What to do
Write out the lines below word for word, leaving out the pictures.

Source lines
• • •

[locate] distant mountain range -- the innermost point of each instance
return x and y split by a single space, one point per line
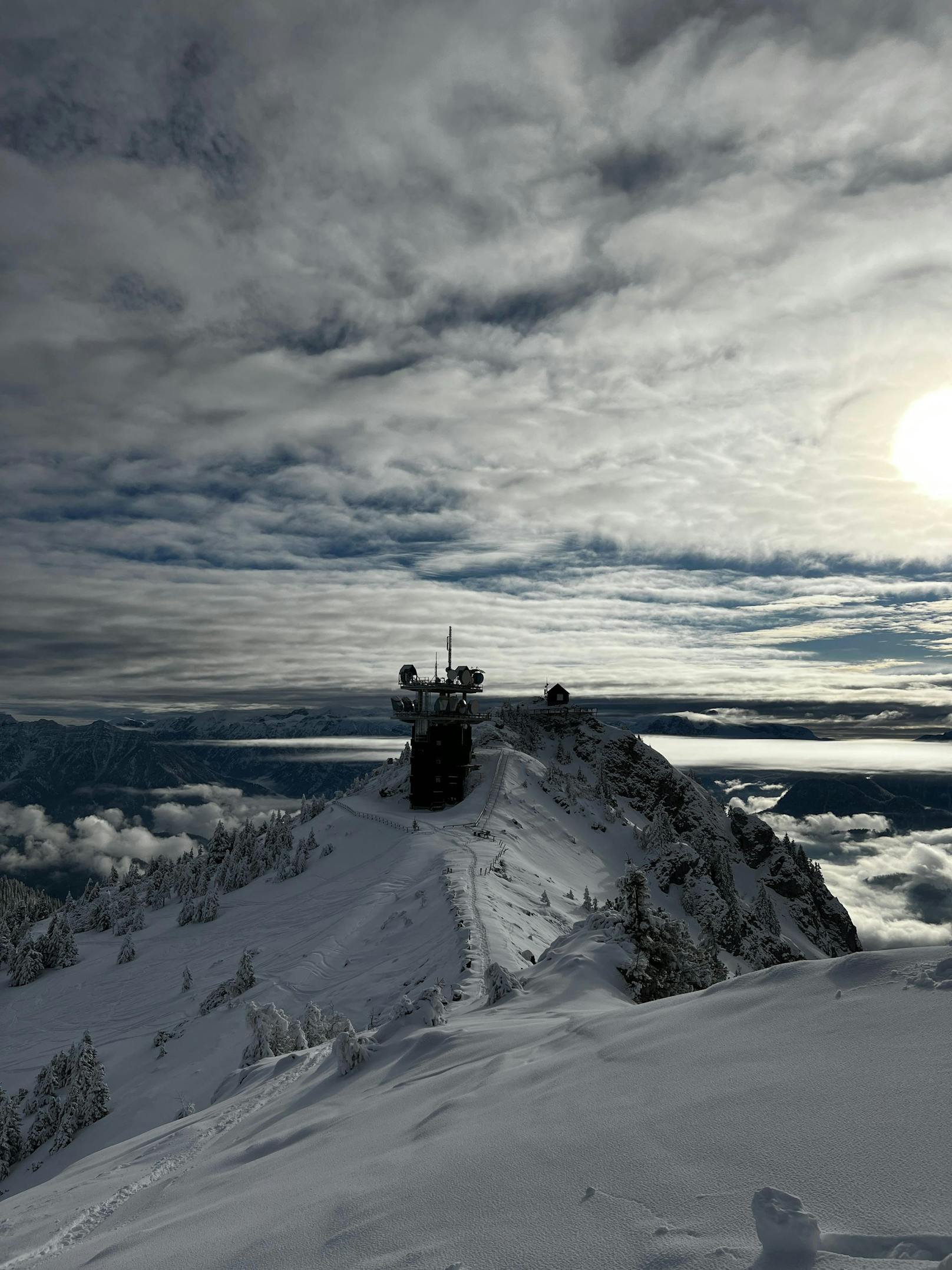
688 723
74 770
269 725
909 801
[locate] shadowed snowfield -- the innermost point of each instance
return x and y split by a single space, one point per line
563 1127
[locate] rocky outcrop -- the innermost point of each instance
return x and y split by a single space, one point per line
692 847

• • •

Response
[locate] distant mountain range -- the innermost point of each instance
return x and y split by a single space, one point per line
688 723
74 770
269 725
909 801
[locate] shadowed snowfield -- the innermost point of each instance
return x and y split by a single space, one point per line
563 1127
[locate] rocky outcrop -- the innermost point of each instance
return x and y split by a single space, one point per line
692 847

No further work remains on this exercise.